- Exercise input:
.....

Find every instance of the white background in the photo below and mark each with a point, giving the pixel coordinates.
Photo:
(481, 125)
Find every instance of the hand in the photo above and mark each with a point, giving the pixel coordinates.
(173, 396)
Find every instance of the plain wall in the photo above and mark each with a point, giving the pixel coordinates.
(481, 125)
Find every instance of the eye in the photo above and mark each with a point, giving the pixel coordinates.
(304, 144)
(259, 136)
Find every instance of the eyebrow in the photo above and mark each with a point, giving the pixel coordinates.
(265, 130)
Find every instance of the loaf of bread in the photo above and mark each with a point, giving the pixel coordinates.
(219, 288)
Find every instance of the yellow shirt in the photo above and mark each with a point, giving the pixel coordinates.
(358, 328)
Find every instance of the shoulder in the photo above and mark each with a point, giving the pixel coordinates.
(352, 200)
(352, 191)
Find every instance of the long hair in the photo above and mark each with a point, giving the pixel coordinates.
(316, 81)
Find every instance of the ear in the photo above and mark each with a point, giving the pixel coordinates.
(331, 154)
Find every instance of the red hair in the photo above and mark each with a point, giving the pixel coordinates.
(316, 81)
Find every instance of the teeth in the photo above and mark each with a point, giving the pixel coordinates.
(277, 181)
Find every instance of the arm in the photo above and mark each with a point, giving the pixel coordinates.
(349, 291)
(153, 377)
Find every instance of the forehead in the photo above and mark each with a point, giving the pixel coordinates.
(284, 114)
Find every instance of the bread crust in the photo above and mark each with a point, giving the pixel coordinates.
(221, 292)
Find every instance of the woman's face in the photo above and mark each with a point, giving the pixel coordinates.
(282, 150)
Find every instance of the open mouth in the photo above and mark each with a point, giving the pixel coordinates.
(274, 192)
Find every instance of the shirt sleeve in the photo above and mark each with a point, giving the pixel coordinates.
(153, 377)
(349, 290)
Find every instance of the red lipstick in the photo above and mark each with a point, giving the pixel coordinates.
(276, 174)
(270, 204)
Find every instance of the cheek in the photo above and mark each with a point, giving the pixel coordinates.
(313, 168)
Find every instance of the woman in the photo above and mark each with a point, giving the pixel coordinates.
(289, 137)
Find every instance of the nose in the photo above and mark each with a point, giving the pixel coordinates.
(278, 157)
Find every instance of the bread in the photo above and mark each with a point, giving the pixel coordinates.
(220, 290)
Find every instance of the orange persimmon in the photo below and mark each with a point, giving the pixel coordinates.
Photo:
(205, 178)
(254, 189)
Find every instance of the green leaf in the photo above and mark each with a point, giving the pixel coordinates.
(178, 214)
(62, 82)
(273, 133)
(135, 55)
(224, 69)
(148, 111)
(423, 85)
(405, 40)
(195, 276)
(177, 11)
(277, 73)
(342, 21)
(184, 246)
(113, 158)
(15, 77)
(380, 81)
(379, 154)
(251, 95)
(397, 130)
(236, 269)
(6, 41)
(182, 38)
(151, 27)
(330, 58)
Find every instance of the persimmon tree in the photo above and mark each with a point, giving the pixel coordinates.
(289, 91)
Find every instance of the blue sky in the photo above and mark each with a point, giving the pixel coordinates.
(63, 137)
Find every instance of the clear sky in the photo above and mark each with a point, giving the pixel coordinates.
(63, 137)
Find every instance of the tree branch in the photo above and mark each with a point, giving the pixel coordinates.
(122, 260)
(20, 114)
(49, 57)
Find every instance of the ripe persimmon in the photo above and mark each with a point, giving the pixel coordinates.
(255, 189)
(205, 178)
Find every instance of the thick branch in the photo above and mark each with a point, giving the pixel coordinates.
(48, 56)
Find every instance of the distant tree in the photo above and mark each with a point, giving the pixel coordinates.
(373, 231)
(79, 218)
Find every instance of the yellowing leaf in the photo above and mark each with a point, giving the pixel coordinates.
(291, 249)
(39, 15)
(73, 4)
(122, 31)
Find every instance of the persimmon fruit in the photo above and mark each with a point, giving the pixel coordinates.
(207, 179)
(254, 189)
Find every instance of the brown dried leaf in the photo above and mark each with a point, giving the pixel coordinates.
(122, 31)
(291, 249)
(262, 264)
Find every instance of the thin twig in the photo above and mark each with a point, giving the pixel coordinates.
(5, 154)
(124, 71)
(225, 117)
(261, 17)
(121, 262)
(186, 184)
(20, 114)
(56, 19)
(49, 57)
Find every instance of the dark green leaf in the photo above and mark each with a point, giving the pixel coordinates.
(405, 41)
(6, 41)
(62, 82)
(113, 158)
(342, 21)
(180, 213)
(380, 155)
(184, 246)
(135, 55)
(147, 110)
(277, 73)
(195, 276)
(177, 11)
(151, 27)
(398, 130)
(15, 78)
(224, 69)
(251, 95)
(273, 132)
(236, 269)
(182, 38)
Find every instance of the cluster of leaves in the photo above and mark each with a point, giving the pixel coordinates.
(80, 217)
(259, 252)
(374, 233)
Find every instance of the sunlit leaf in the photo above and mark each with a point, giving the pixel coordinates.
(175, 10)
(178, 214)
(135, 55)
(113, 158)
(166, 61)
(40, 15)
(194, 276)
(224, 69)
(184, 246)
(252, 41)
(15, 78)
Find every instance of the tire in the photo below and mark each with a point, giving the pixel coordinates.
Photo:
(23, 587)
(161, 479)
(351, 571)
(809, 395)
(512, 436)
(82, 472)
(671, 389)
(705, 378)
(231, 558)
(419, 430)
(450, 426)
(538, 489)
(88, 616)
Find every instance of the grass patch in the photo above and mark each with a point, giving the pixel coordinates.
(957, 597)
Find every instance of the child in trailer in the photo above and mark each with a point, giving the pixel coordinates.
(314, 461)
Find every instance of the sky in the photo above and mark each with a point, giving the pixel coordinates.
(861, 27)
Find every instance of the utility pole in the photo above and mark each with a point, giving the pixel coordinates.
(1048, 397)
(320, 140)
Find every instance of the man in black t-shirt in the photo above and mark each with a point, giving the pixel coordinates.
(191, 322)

.....

- Aim of the exercise: Please output the entries above, every line exactly as it reads.

- Exercise response:
Find every instance of the white background in the photo below and mark each with a point, giving the pixel coordinates.
Photo:
(481, 125)
Find every instance of the hand in the photo above and mark each with a point, giving the pixel coordinates.
(173, 396)
Find every instance of the plain wall in the photo above and mark each with a point, giving the pixel coordinates.
(481, 125)
Find every instance of the eye in the photo above and mark each with a point, giving the pixel coordinates.
(304, 144)
(259, 136)
Find every instance of the eyebrow in the photo above and mark each with a point, giving the pixel coordinates.
(265, 130)
Find every instance of the loaf of bread in the photo above and mark each with a point, giving the pixel coordinates.
(219, 288)
Find every instance of the yellow shirt in the photo above and mark each with a point, giving the pixel coordinates.
(358, 328)
Find every instance of the shoulder in the photo above and mark each with a point, giving the pixel coordinates.
(352, 200)
(352, 191)
Find every instance of the long hair in the photo above and mark each with a point, giving the pixel coordinates.
(316, 81)
Find every instance of the ear in the photo above and mark each with a point, giving the pixel coordinates.
(331, 154)
Find every instance of the red hair in the photo above and mark each with a point, giving the pixel coordinates.
(316, 81)
Find every instance of the teeth in the photo above and mark each with a point, giving the pixel coordinates.
(277, 181)
Find every instance of the arm in the photo above and mark each with a point, giving the pixel coordinates.
(349, 291)
(153, 377)
Find every instance of the forehead in the photo above and mark each with a point, giving the pixel coordinates.
(284, 114)
Find every instance of the bread crust in the photo above and mark each with a point, giving the pixel coordinates.
(221, 292)
Find every instance of the woman's face in the photo above and mark each with a point, giving the pixel coordinates.
(282, 150)
Find every instance of the open mouth in the photo above and mark each with a point, giving the pixel coordinates.
(274, 192)
Find every instance of the shirt sleeve in the photo above and mark each with a point, giving the pixel coordinates.
(153, 377)
(349, 290)
Find every instance of the red lipstick in the photo above and mark each with a point, giving the pixel coordinates.
(276, 174)
(270, 204)
Find every instance of the cheek in the photo above and mark each with a point, giving the pixel coordinates.
(313, 168)
Find every instance of the woman in the photo above and mark each with a point, giving the pixel coordinates.
(289, 137)
Find every instance of the nose in the photo above and mark each with a point, giving the pixel coordinates.
(278, 157)
Find every instance of the bread in the photo above and mark each with a point, giving the pixel coordinates.
(220, 290)
Find every instance of the orange persimmon in the photo below and mark each with a point, giving the pixel coordinates.
Photo:
(205, 178)
(254, 189)
Find every instance of the green leaf in the photo above and mark each with a point, giving the pixel coordinates.
(178, 214)
(62, 82)
(273, 133)
(135, 55)
(224, 69)
(148, 111)
(423, 85)
(405, 40)
(195, 276)
(177, 11)
(277, 73)
(342, 21)
(184, 246)
(113, 158)
(15, 77)
(380, 81)
(379, 154)
(251, 95)
(397, 130)
(236, 269)
(6, 41)
(182, 38)
(151, 27)
(330, 58)
Find every instance of the persimmon tree in the photo above and mark each with a point, giving the pixel coordinates.
(289, 91)
Find every instance of the blue sky in the photo above and mark each with a point, giving the pixel coordinates.
(63, 137)
Find every instance of the clear sky in the photo above and mark each with a point, giving the pixel coordinates.
(63, 137)
Find every instance of the tree branch in the photo above and mark each with a point, giving the pixel coordinates.
(122, 260)
(20, 114)
(49, 57)
Find every instance of the ripe persimmon in the photo above and mark each with a point, giving the pixel coordinates.
(255, 189)
(205, 178)
Find every instance of the thick branch in the photo above and mark each with a point, giving the pixel coordinates.
(48, 56)
Find every instance of the distant tree in the photo above and mark each with a point, giving the pixel coordinates.
(373, 231)
(79, 218)
Find every instance of the yellowing leaf in the photo above and mark each with a point, giving the pixel coordinates.
(291, 249)
(39, 15)
(73, 4)
(122, 31)
Find every instance of the persimmon fruit in the photo above and mark each with a point, giving the pixel coordinates.
(207, 179)
(254, 189)
Find every instance of the brown dried leaf in the photo above and mark each with a point, giving the pixel coordinates.
(122, 31)
(291, 249)
(262, 264)
Find every instance of the thin twig in the photo above and mark each with a point, giving the pixel coordinates.
(5, 154)
(124, 71)
(225, 117)
(261, 17)
(121, 262)
(186, 184)
(20, 114)
(56, 19)
(49, 57)
Find every instance of the dark green leaf in the photo above and mark each with a point, giving the pixel coordinates.
(405, 41)
(6, 41)
(62, 82)
(113, 158)
(342, 21)
(180, 213)
(380, 155)
(184, 246)
(135, 55)
(147, 110)
(277, 73)
(195, 276)
(177, 11)
(151, 27)
(398, 130)
(15, 78)
(224, 69)
(251, 95)
(273, 132)
(236, 269)
(182, 38)
Find every instance of the cluster of leaves in the photo above and mark each with a point, giving the pixel coordinates.
(80, 217)
(259, 252)
(374, 233)
Find every instance of the sunlit leaf in the photo above and mark each with a point, giving the pixel coordinates.
(175, 10)
(178, 214)
(135, 55)
(113, 158)
(166, 61)
(40, 15)
(194, 276)
(224, 69)
(184, 246)
(252, 41)
(15, 78)
Find every instance of the tire in the photo below and mark each with a point, giving the pixel coordinates.
Photo:
(23, 587)
(161, 479)
(351, 571)
(809, 395)
(512, 436)
(82, 472)
(671, 389)
(705, 378)
(231, 558)
(419, 430)
(450, 426)
(538, 489)
(88, 616)
Find every instance of the grass patch in the photo above and mark each with a point, giving the pixel coordinates.
(957, 597)
Find every instance of the child in trailer in the photo above and mark each with a point, giving the pixel coordinates.
(314, 461)
Find every instance of the sky in the photo above and mark each with a point, giving the pixel coordinates.
(861, 27)
Find every instance of the utility pole in the photo above and mark each with a point, giving the pixel coordinates.
(1048, 397)
(320, 140)
Find every instance of the man in black t-shirt in the photo above and mark each with a point, giving the pixel coordinates.
(191, 322)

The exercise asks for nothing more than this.